» **Goal**
Starting at the line containing "Every instance of the ear" and ending at the last line of the data below, give those lines again with "single dot" replaced by "single point" and nothing else changed.

— begin Data extract —

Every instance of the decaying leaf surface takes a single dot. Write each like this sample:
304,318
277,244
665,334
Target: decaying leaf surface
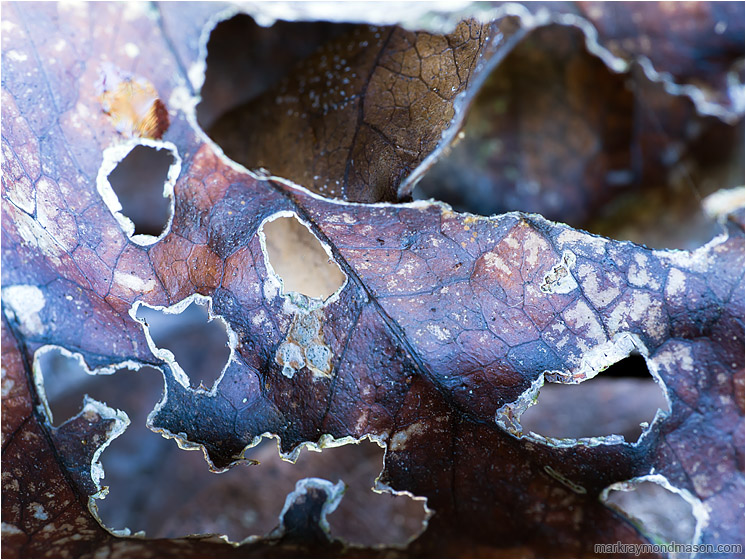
555,131
444,323
364,111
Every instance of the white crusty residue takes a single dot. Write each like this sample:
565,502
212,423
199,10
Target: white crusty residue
26,302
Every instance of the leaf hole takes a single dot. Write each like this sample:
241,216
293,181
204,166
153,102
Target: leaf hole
297,257
199,344
623,399
657,510
138,181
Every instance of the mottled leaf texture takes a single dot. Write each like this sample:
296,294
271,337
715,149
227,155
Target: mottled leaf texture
445,327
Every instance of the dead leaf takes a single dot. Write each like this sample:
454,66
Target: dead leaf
444,327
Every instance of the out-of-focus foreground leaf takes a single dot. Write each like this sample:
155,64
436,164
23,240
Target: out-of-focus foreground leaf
445,327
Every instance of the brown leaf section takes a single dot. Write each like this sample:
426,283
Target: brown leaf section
356,118
677,41
444,319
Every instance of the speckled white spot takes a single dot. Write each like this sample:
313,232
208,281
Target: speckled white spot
26,302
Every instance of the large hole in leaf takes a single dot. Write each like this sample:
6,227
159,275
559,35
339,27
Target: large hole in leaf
199,344
299,259
658,512
167,492
554,131
622,400
138,181
245,59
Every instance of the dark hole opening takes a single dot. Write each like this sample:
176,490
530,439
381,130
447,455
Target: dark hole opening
138,182
633,365
198,345
554,131
616,401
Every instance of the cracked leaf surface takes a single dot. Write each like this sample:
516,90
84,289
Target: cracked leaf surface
442,321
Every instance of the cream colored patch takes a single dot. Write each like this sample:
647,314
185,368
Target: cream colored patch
534,244
581,319
400,439
495,262
724,201
134,283
26,302
559,280
304,346
572,237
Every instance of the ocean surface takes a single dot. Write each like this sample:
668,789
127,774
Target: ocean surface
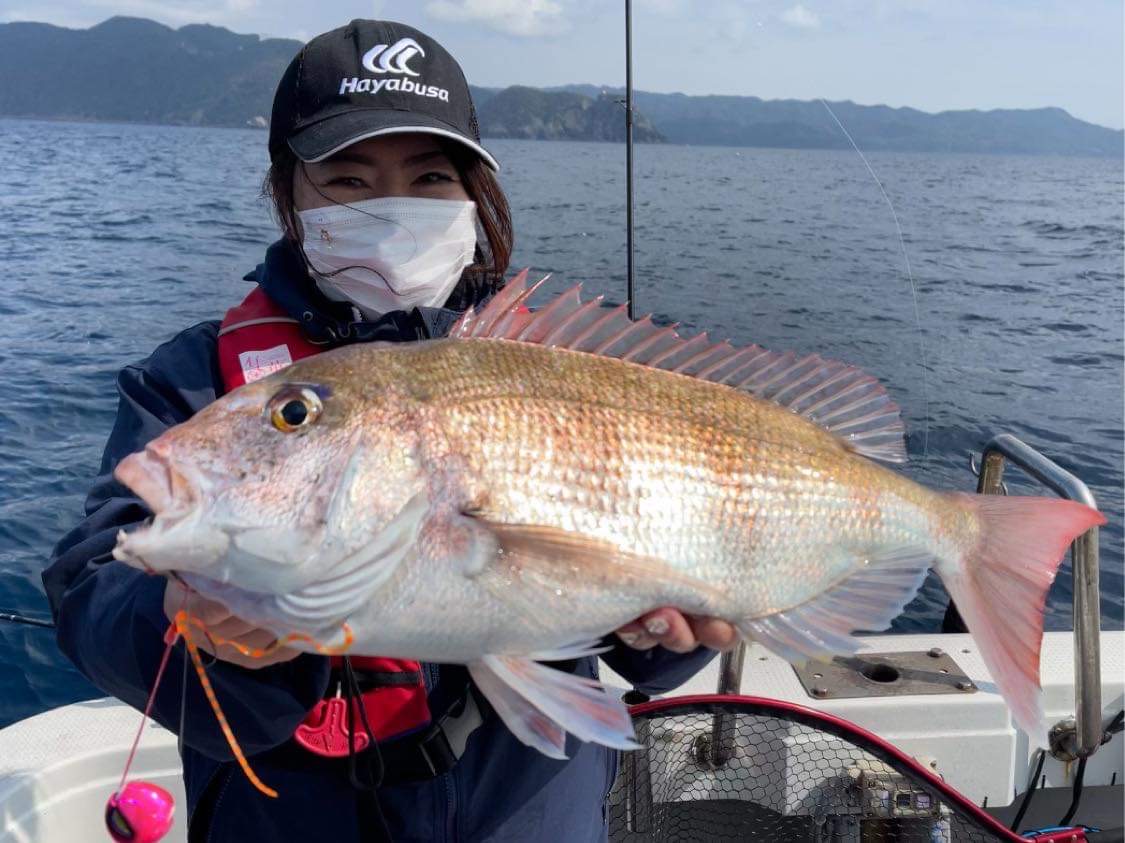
114,238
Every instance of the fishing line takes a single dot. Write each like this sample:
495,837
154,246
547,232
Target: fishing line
914,290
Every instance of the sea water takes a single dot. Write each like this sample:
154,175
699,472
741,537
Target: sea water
114,238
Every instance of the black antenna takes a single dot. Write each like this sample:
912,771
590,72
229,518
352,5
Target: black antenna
629,239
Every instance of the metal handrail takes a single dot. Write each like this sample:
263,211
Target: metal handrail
1087,608
1085,564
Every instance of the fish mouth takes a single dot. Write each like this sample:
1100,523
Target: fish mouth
154,481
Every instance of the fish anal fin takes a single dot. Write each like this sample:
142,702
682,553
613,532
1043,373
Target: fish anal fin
839,397
869,598
540,704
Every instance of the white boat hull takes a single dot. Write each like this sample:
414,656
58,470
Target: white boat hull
57,769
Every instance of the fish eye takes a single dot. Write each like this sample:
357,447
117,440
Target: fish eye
294,409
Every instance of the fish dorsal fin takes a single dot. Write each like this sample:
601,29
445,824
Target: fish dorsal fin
842,398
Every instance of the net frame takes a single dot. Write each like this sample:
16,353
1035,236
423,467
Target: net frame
723,711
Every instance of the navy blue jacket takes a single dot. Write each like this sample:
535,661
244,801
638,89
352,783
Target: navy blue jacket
111,621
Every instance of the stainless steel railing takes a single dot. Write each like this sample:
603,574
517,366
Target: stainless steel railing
1087,607
1085,562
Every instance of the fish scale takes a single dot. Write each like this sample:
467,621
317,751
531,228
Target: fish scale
494,501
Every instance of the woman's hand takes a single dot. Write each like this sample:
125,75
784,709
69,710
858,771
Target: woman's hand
677,631
222,625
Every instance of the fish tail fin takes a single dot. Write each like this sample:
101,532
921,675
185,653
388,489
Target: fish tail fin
1000,588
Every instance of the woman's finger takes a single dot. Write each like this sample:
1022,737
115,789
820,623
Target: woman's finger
669,629
714,633
635,636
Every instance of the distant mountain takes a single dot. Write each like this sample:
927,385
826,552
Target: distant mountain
534,114
137,70
789,123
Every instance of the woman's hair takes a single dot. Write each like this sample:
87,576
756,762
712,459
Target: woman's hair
484,276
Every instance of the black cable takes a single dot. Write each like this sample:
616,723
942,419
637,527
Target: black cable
1115,725
353,698
1032,785
1078,794
12,618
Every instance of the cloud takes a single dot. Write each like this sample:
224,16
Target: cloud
514,17
800,17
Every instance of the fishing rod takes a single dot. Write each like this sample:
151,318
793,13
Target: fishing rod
629,225
12,618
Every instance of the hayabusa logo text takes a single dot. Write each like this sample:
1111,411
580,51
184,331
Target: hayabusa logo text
381,59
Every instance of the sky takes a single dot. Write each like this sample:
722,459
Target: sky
928,54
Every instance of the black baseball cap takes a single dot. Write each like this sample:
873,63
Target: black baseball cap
367,79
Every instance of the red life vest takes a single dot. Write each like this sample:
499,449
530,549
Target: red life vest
257,339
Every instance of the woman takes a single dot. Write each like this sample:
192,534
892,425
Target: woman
383,191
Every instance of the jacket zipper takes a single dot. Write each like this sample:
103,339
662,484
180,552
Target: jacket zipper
447,821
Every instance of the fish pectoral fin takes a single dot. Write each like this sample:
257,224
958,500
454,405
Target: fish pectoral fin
870,598
540,705
559,558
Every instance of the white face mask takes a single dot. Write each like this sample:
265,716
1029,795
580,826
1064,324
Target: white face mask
390,254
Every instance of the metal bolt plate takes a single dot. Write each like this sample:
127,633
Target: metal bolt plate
884,674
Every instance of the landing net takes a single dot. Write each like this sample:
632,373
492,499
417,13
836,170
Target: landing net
747,769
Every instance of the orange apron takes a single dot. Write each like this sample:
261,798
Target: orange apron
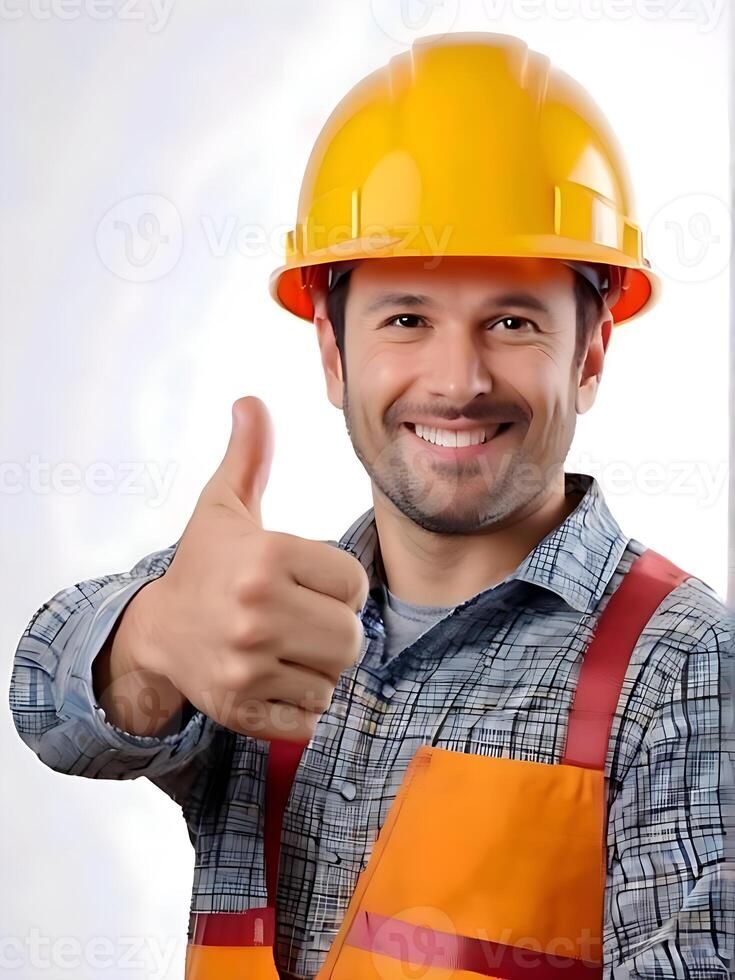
486,868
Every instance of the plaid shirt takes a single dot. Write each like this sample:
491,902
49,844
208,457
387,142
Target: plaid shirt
495,676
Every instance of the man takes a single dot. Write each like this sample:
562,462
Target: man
514,760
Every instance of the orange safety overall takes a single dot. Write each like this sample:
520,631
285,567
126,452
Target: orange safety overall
485,867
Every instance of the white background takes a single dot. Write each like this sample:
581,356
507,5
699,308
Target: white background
213,109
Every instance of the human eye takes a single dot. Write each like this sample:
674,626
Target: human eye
509,320
403,316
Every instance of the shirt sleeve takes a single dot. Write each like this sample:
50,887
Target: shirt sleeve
52,697
670,895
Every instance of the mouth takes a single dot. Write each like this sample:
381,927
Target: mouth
453,444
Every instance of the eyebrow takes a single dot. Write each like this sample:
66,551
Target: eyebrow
526,300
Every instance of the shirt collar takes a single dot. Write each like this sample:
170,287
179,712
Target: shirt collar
575,561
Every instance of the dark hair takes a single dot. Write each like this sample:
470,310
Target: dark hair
588,300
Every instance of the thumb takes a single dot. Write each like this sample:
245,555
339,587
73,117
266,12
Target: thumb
246,465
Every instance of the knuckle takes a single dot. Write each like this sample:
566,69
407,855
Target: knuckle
256,589
251,632
237,674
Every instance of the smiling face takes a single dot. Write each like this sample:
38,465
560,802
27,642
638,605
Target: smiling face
481,345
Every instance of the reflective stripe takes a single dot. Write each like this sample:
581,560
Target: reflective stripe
430,948
255,927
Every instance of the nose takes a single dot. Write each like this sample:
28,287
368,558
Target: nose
457,366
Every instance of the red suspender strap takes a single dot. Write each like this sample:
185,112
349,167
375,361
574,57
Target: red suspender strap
283,761
647,583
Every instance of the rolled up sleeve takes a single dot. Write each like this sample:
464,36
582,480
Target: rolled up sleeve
52,696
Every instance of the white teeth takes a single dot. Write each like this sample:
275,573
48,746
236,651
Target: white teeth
454,439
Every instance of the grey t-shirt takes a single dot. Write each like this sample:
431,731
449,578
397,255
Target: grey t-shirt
405,622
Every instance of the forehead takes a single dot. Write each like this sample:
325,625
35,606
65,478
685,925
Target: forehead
447,274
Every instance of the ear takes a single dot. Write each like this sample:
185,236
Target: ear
331,361
592,365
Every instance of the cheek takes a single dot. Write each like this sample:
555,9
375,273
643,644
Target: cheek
544,386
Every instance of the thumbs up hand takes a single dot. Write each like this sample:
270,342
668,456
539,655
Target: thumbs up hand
253,627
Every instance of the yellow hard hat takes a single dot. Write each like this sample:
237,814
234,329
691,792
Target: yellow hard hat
467,144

— end Data extract —

» **Output for this task**
Every instance of the ear takes a single point. Write each like this sample:
185,236
Target: ear
331,361
592,365
Every instance of the cheek takes a single point. Write each like this sample:
555,9
375,273
643,644
Target: cheek
544,386
Every instance of the thumbs up hand takes a single point. Write each like this sample:
270,342
668,456
539,655
Target: thumbs up hand
253,627
Every instance of the yellow hard hat takes a single point. Write each like this sample:
237,814
234,329
691,792
Target: yellow hard hat
467,144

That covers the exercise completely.